### What you will do
Give every line again exactly as it appears, please, but not the pictures.

### Records to process
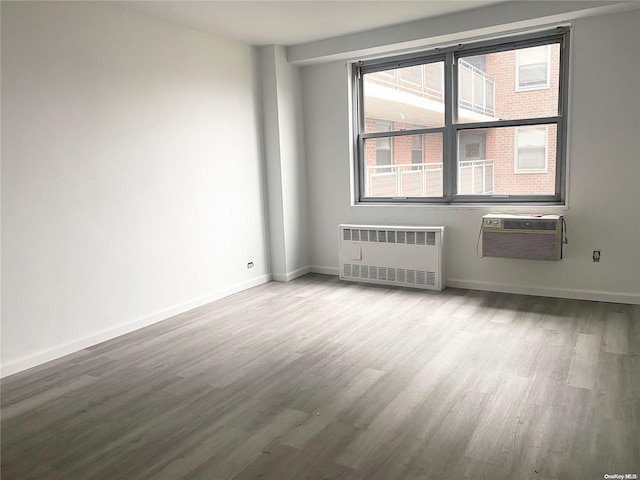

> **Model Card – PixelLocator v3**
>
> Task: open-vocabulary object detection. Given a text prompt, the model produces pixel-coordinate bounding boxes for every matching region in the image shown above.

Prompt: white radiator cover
[339,224,445,290]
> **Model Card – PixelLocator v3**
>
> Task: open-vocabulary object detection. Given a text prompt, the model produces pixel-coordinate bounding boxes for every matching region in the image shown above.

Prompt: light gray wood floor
[1,275,640,480]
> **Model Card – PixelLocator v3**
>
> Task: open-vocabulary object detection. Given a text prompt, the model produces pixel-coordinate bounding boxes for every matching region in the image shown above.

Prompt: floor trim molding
[447,278,640,305]
[0,274,272,378]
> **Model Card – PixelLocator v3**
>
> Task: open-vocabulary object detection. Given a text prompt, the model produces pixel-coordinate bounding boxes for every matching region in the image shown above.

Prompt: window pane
[516,126,547,173]
[457,43,560,123]
[363,62,444,133]
[364,133,442,197]
[457,124,557,195]
[516,45,549,88]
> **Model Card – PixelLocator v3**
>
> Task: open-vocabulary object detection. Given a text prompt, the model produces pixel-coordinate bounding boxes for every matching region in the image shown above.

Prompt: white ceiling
[114,0,501,45]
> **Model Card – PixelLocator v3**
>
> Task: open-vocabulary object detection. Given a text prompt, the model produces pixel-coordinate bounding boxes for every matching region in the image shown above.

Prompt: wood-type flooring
[1,274,640,480]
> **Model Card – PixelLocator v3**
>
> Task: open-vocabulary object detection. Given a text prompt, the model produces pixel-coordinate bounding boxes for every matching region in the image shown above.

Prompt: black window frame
[352,27,570,205]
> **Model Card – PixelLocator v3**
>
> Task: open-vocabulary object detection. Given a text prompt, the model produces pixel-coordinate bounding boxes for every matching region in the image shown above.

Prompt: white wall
[2,2,269,375]
[259,45,309,281]
[303,10,640,303]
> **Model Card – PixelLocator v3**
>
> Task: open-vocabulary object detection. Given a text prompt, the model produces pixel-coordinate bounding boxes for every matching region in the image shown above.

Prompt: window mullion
[442,52,457,199]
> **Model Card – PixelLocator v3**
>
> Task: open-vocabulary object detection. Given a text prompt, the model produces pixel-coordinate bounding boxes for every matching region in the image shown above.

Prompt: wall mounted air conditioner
[339,225,445,290]
[481,214,563,260]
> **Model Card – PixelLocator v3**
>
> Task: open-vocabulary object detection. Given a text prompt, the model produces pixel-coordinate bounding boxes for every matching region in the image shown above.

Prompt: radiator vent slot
[340,225,444,290]
[342,264,437,287]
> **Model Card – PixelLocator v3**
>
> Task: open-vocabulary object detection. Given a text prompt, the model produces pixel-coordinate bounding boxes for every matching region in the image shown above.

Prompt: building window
[516,45,551,91]
[352,29,569,204]
[515,126,548,173]
[376,120,393,165]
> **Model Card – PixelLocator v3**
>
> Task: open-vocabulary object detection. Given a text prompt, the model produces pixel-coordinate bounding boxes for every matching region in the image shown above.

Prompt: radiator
[339,225,445,290]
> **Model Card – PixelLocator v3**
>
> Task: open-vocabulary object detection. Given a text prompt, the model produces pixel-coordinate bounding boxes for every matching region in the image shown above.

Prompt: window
[516,45,550,90]
[353,29,569,204]
[515,127,547,173]
[376,121,393,165]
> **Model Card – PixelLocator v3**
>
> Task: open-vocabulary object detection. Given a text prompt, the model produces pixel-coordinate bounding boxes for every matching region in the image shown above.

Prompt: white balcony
[365,163,442,197]
[458,160,494,195]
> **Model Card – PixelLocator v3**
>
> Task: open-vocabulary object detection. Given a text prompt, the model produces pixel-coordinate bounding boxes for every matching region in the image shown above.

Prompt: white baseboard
[272,267,311,282]
[0,275,271,378]
[447,278,640,305]
[309,265,340,277]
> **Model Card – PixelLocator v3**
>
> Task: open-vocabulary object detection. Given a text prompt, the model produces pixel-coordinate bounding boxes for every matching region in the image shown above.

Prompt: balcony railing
[458,160,493,195]
[366,59,495,118]
[365,163,442,197]
[458,59,496,117]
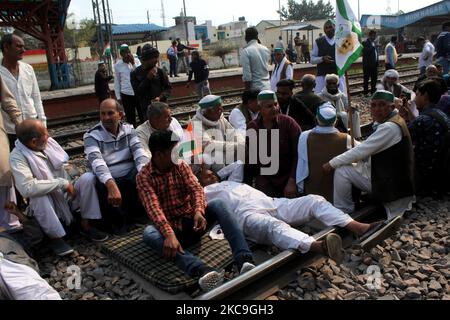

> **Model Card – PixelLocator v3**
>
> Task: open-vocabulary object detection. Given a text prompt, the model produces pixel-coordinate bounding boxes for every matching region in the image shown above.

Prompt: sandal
[322,233,344,264]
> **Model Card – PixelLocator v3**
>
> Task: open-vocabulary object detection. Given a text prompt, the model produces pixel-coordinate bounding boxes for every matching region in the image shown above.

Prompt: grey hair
[147,102,169,120]
[325,73,339,84]
[16,119,42,144]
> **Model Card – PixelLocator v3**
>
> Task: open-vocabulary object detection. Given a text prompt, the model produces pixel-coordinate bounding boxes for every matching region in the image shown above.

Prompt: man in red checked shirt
[137,131,255,291]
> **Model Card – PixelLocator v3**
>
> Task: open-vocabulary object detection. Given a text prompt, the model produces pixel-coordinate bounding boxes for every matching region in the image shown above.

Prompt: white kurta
[205,181,353,253]
[10,148,101,239]
[270,57,294,92]
[330,122,416,219]
[311,36,347,94]
[0,252,61,300]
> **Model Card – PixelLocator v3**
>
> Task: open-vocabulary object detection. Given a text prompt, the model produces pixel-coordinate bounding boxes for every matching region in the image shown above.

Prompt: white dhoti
[0,186,20,230]
[30,173,102,239]
[334,166,416,220]
[71,172,102,220]
[244,195,353,253]
[314,76,347,95]
[339,110,361,138]
[0,253,61,300]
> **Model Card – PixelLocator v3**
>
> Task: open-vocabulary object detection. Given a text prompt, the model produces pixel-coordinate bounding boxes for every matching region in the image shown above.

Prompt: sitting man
[277,80,314,131]
[137,131,254,291]
[200,166,376,263]
[192,95,245,172]
[244,90,302,198]
[0,232,61,301]
[377,69,419,117]
[408,80,450,195]
[297,102,352,203]
[229,89,260,135]
[136,102,183,159]
[84,99,149,235]
[294,74,323,130]
[323,91,415,220]
[318,74,361,138]
[10,119,108,256]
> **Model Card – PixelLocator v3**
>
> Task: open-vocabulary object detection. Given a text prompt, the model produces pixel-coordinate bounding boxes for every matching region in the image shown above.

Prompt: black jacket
[363,39,379,67]
[95,70,113,98]
[131,66,172,110]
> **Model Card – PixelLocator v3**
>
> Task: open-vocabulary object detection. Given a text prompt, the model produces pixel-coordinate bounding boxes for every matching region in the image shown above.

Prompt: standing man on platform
[417,37,434,75]
[311,20,347,93]
[0,34,47,148]
[294,32,303,63]
[241,27,270,90]
[270,48,294,91]
[435,21,450,76]
[114,44,143,127]
[95,61,114,105]
[384,36,399,70]
[363,30,378,96]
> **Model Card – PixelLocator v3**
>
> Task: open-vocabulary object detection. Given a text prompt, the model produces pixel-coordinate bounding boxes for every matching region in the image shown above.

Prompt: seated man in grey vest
[323,91,415,219]
[84,99,149,235]
[0,232,61,300]
[318,74,361,138]
[297,102,352,203]
[10,119,108,256]
[136,102,183,159]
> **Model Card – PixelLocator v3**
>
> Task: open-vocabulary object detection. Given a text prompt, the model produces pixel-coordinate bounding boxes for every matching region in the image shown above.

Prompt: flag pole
[345,71,355,148]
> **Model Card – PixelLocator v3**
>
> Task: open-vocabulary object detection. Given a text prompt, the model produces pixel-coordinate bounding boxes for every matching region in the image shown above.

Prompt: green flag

### Response below
> **Model Card – PixelLocator v3**
>
> Task: open-vocabulary object detection. Given a text prompt, the model produces pixel-coordinate bounding boxes for every matching region in the image shown above.

Prompt: white radiator cover
[339,224,445,290]
> **Model Card – PixelLocator v3**
>
> Task: open-vocabulary object detection. Given a text prompt, the model produces pixel-coordinate bounding boxes for every matching region in the image shown above.

Prompt: light gray wood floor
[1,275,640,480]
> **Model Card – PixelLocator v3**
>
> Task: open-vocabulary object detection. Given a text prompt, the model produces pixel-coordinate bounding boxes for every matching region in the image shown above.

Prompt: floor trim molding
[447,278,640,305]
[0,274,272,378]
> **Model Card – PixelLocator v3**
>
> Task: open-vocabulary object detection. Given a text prompt, the model produces pixel-coordinate bounding boxes for every matching region in the image shown above.

Prompt: window pane
[516,126,547,173]
[457,43,560,123]
[363,62,444,133]
[364,133,442,197]
[457,124,557,195]
[516,45,549,88]
> **Model Card – PixelLocator v3**
>
> Task: open-vocabulary object detection. Given a text prompt, the model produces pixel-coordinate bounding boxes for every matching region in the image shown above.

Prompt: white ceiling
[114,0,501,45]
> **Model Card – PixelLocator v3**
>
> Task: open-vocabulary object detection. Given a text prompt, the model produces pixel-coordinate bounding boxes for every matching region in the image shown above.

Prompt: wood-type flooring
[1,274,640,480]
> **Model Card – PixelLocator v3**
>
> Task: open-vocabulary object detection. Given a text prompt, the model produces pixel-coordinate bounding boxes for every matching region in the image shown above.

Prompt: black window frame
[352,27,570,205]
> **Model Card – PixelLocator v3**
>
> Task: open-vocabulary object detection. Given a text prompt, the model produces pixel-coordinate bounding boxes for every matching region in the image shown above.

Prompt: white wall
[2,2,269,375]
[259,45,309,281]
[303,10,640,303]
> **Model Card – PixelLocator v3**
>
> Task: open-vocabulary object detection. Given a text prompt, the model produces pixel-coordinate bounding boxes for every matching region in the image shown above.

Prompt: window mullion
[442,52,457,199]
> **Model Card – PixelLocator v3**
>
> Task: open-vocabulary object detection. Given a text prompt, the model produces pixel-coordinate bounding boxes for every matching region in the image shown above.

Prompt: wall mounted air conditioner
[339,225,445,290]
[481,214,563,260]
> **Model Card – PixelLocator v3**
>
> Task: open-vocabulary object detection. Given a text prompt, the model produces pixel-coordinate bounding boxes for every matching region in the image shown above.

Prompt: radiator vent slot
[340,225,444,290]
[342,264,437,287]
> **Model Card – PixelLocator v3**
>
> Task: open-vocabulary object detection. Given a text prompt, the model produces pixel-coordinate bounding boxes for every matching region in the image shown above.

Prompt: building window
[516,45,551,91]
[352,29,569,204]
[515,126,548,173]
[376,120,393,165]
> **Model Card – PixelLocator v3**
>
> Task: open-vocabulary object detection. Given a text prompt, the model produces pixel-coordinate bounding boxes for every matching region in the image shown above.

Prompt: radiator
[339,225,445,290]
> **Model Card – PixelLocator v3**
>
> Task: open-vocabulary object detection. Given a text prompt, the model produces pixel-coordinate bounding boxes for every matching region in the image shown above.

Prompt: window
[516,45,550,90]
[353,29,569,204]
[515,127,547,173]
[376,121,393,165]
> **Model Card – PixelLocator v3**
>
> Task: open-vocabulary object detection. Given a text prompt, the model produces pixel-coordinate bounding boxes for every matching region in the image shown above.

Prompt: white balcony
[365,163,442,197]
[458,160,494,195]
> **Model Card – PixelLocator v3**
>
> Task: open-vocabulary object detection. Given a text prompt, the model produces pixel-coordinate bounding boxes for every matching region in the image shown above.

Prompt: white baseboard
[272,267,311,282]
[0,275,271,378]
[447,278,640,305]
[309,265,340,277]
> **Model Card – PixelLocator v3**
>
> Task: open-vocabulary object detection. Given a text prompt, the model produces pixel-coordinate bounding boxes for every matching region in the image shown above.

Prompt: balcony railing
[458,160,493,195]
[366,59,495,118]
[365,163,442,197]
[458,59,496,117]

> **Model Card – PixelLocator v3**
>
> Task: open-vocabulary object detection. Given a text prompt, the model produces pixel-coordinate bounding boxes for every matching region in the image shown above.

Prompt: sandal
[322,233,344,264]
> **Model Card – PixelLocator v3**
>
> Task: open-vocabulary object detection. Given a text prompt, the model produces pixel-coordinate bounding boxes for every matching region in the image shown above.

Prompt: grey hair
[147,102,169,120]
[325,73,339,84]
[16,119,42,144]
> **Model Card – PixelLocator v3**
>
> Task: open-vocabulary object detection. Given a text prompt, the model produces pixel-coordinate bounding boxes for every matching region in the image shown above.

Prompt: man in red checked shirt
[137,131,255,291]
> **Model Card – PixelLocator v3**
>
> Task: open-vocabulary object detection. Given a text prompt, the model produces pixel-coordinate bounding boxes for every matching region in the image shown above.

Prompt: white kurta
[205,181,353,253]
[10,148,101,239]
[270,57,294,92]
[330,122,416,219]
[311,36,347,94]
[0,252,61,300]
> **Model Card – PixelLocator v3**
>
> Task: open-vocabulary object detection. Given a text prompt, the model produces pixel-coordinate bounding boxes for every matching region in the image shown above.

Prompt: white dhoti
[0,186,20,230]
[30,173,102,239]
[334,166,416,220]
[71,172,102,220]
[244,195,353,253]
[314,76,347,95]
[339,110,361,138]
[0,253,61,300]
> **Model Card – PixelLocator v3**
>
> Task: open-vocabulary object detection. Given a text prompt, the model produces pixel-coordinate bounding boxes for every matching region in the image shown above.

Prompt: sitting man
[277,80,314,131]
[137,131,254,291]
[200,166,376,263]
[192,95,245,172]
[244,90,302,198]
[0,232,61,301]
[377,69,419,117]
[408,80,450,195]
[297,102,352,203]
[229,89,260,135]
[136,102,183,159]
[84,99,149,235]
[294,74,323,130]
[323,91,415,220]
[318,74,361,138]
[10,119,108,256]
> **Model Card – PixelLocator v3**
>
> Task: open-vocabulary object detection. Given a text prompt, the model produces pixel-coordinate bounding boxes for every matching region in the image shown above.

Prompt: black jacket
[363,39,379,67]
[95,70,113,98]
[131,66,172,110]
> **Model Card – PixelLocator v3**
>
> Task: open-vocabulary object detection. Given a text prompt, the model produces pixel-coordinate bounding boxes for every matching region in the image shown above.

Prompt: standing man on platform
[417,37,434,75]
[311,20,347,93]
[0,34,47,148]
[294,32,303,63]
[241,27,270,90]
[270,48,294,91]
[435,21,450,76]
[114,44,143,127]
[95,61,114,105]
[384,36,399,70]
[363,30,378,96]
> **Model Card – PixelLocator v3**
>
> Task: open-vocabulary object detection. Given a text prompt, the model produces pixel-coordinate bounding boxes for every matching region in the image shown above.

Prompt: seated man in grey vest
[323,91,415,219]
[84,99,149,235]
[0,232,61,300]
[318,74,361,138]
[297,102,352,203]
[10,119,108,256]
[136,102,183,159]
> **Model Card – PixelLocator v3**
>
> Task: open-vocabulary object detection. Given a text prompt, the model produces pixel-coordinate bounding boxes for every matching region in the image shown above.

Prompt: flag pole
[345,71,355,148]
> **Model Card – PixelLocator v3**
>
> Task: open-vocabulary object detection. Given a text prompt, the model produces pixel-coordinate bounding boxes for every matching region in the image shown above.

Prompt: green flag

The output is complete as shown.